Bounding box annotation entries:
%%
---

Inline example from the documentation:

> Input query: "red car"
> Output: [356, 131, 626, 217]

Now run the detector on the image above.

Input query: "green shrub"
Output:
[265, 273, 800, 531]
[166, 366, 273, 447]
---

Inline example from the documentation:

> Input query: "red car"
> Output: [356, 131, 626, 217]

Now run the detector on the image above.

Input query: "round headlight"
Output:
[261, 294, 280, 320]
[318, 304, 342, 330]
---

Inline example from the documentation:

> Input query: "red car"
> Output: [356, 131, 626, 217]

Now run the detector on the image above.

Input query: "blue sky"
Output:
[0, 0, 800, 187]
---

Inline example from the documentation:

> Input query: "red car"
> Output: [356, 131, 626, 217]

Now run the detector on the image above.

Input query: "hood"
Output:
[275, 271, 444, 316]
%%
Render every line of the records above as a Markdown table with the columns Row and Line, skipping blank lines and numbering the remaining rows in order.

| Row | Line |
|---|---|
| 1 | --- |
| 2 | Inline example from the documentation: |
| 3 | > Input query: "red car" |
| 4 | > Output: [356, 131, 626, 217] |
| 5 | Now run the detector on the image above. |
| 6 | Input query: "green shrub" |
| 7 | Output: |
| 8 | [265, 273, 800, 531] |
| 9 | [166, 366, 273, 447] |
| 10 | --- |
| 11 | Inline example from the documentation: |
| 12 | > Input query: "red car" |
| 13 | > Output: [356, 131, 626, 217] |
| 14 | Now run the detector on the image above. |
| 15 | Input query: "round headlight" |
| 16 | Output: |
| 17 | [261, 294, 280, 320] |
| 18 | [318, 304, 342, 330] |
| 19 | --- |
| 20 | Inline example from the documentation: |
| 21 | > Input query: "red car" |
| 22 | > Output: [356, 131, 626, 217] |
| 23 | Now run the detector on the image above. |
| 24 | Input query: "blue sky" |
| 25 | Output: |
| 26 | [0, 0, 800, 187] |
| 27 | --- |
| 28 | Inline example from the documentation: |
| 29 | > Input query: "red car" |
| 30 | > Output: [356, 131, 626, 217] |
| 31 | Now run the detector on the image above. |
| 32 | Input query: "hood" |
| 33 | Output: |
| 34 | [275, 271, 444, 316] |